Exercise aim: Make an exact copy of the records, with the images left out.

Source records:
--- --- ---

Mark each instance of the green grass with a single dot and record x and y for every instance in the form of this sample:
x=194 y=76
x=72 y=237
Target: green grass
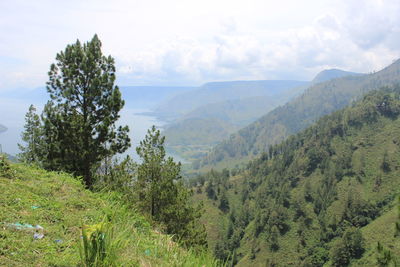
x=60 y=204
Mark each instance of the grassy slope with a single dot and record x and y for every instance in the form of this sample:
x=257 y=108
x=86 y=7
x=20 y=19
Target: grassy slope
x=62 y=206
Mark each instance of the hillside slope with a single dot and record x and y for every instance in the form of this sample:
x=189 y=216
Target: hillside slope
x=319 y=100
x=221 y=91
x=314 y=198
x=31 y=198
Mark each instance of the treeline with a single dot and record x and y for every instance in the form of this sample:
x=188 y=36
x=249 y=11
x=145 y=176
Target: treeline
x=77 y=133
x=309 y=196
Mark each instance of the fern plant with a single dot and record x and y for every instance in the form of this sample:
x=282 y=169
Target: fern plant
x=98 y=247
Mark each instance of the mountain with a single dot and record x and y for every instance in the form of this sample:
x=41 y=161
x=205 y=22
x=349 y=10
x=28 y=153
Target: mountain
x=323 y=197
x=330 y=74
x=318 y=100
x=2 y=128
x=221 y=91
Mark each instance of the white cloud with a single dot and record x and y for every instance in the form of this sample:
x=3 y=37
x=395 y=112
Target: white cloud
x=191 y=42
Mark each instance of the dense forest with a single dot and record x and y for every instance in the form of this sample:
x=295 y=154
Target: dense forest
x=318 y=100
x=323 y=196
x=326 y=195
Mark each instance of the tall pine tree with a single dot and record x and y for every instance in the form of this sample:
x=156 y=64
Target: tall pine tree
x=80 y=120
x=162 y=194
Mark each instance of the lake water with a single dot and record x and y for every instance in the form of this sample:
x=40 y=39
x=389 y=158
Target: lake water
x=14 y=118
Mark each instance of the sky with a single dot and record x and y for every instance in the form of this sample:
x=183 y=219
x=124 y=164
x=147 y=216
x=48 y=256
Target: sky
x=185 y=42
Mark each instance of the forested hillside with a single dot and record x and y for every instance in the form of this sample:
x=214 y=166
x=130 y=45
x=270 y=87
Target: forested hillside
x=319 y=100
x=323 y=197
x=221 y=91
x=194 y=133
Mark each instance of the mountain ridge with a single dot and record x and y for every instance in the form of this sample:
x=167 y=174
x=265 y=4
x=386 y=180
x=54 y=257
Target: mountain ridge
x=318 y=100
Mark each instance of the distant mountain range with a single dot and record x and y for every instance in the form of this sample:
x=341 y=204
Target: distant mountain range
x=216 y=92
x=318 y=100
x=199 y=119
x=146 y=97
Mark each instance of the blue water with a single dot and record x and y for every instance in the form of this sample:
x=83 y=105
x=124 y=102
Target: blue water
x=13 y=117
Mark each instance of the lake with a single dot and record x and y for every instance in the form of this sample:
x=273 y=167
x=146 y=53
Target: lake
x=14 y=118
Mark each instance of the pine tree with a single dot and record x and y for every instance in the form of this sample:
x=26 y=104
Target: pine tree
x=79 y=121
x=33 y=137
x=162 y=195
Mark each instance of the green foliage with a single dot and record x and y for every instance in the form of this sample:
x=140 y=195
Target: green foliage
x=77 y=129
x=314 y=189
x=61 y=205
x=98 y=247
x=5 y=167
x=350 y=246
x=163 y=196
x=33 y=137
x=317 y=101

--- --- ---

Written answer:
Mark each instance of the green grass with a single dot and record x and y for every instance in the form of this sample:
x=194 y=76
x=72 y=237
Target: green grass
x=60 y=204
Mark each instance of the grassy slope with a single dot and record x and y for every instance in the form of this sample:
x=257 y=108
x=86 y=7
x=20 y=19
Target: grassy slope
x=62 y=206
Mark each instance of the hillside slope with a single dot and record x and y for every instance in the form of this sample:
x=189 y=216
Target: hillside slope
x=319 y=100
x=221 y=91
x=314 y=198
x=31 y=198
Mark each instance of the treeline with a single dot and record x and y for every instance in the form of this sample:
x=188 y=36
x=249 y=11
x=145 y=176
Target: treeline
x=77 y=133
x=309 y=196
Mark each instance of the fern plant with a single dot and record x and y for every instance in the form of this sample:
x=282 y=169
Target: fern plant
x=98 y=247
Mark each instance of the mountain with a single dot and record x and y for every instance in the form of this sample:
x=41 y=161
x=205 y=22
x=349 y=10
x=28 y=153
Target: mountain
x=323 y=197
x=330 y=74
x=318 y=100
x=2 y=128
x=221 y=91
Mark each instance of the white cloud with a single dot and record x and y for every instance in the form of this sample:
x=3 y=37
x=395 y=112
Target: white cloud
x=191 y=42
Mark each instance of the dense forest with a single dot and record x and y for every instance in the form of this sample:
x=295 y=154
Target: dense forest
x=318 y=100
x=323 y=196
x=326 y=195
Mark each instance of the tall pine tree with a single dot and record x and y for every instance in the form of this sample:
x=156 y=64
Target: tall pine tree
x=80 y=120
x=162 y=194
Mark each instance of the lake water with a single dot and record x and y for every instance in the form of this sample:
x=40 y=39
x=389 y=158
Target: lake water
x=14 y=118
Mark each instance of the sky with a single dot and record x and y for every instance in the form of this sample:
x=183 y=219
x=124 y=164
x=147 y=216
x=48 y=256
Target: sky
x=185 y=42
Mark each instance of the forested hillside with a single dot and record x and y for every instance in the form of this sample:
x=214 y=166
x=130 y=45
x=270 y=87
Target: forested hillside
x=319 y=100
x=323 y=197
x=221 y=91
x=194 y=133
Mark each instance of the mountain ridge with a single dot and record x and y for every instance in the form of this sample:
x=167 y=174
x=265 y=4
x=386 y=180
x=54 y=257
Target: mountain ridge
x=318 y=100
Mark each instance of the distant mountain range with a single dot and record x and y for every instance in the form of this sample:
x=341 y=204
Target: distant mountain range
x=216 y=92
x=318 y=100
x=199 y=119
x=146 y=97
Mark each instance of the blue water with a single dot and record x and y for every instance in the form of this sample:
x=83 y=105
x=124 y=102
Target: blue water
x=13 y=117
Mark each instance of the lake with a single dot and record x and y for every instance in the form of this sample:
x=273 y=167
x=146 y=53
Target: lake
x=14 y=118
Mark each instance of the pine tree with a single dot and record x and y for every instance in the form of this sample:
x=26 y=104
Target: pine tree
x=79 y=121
x=33 y=137
x=162 y=195
Mark each instance of the green foliage with a single dot and record x and y for every instance in the form of this sample:
x=140 y=195
Target: green foliage
x=77 y=129
x=314 y=189
x=61 y=205
x=98 y=247
x=5 y=167
x=350 y=246
x=163 y=196
x=33 y=137
x=317 y=101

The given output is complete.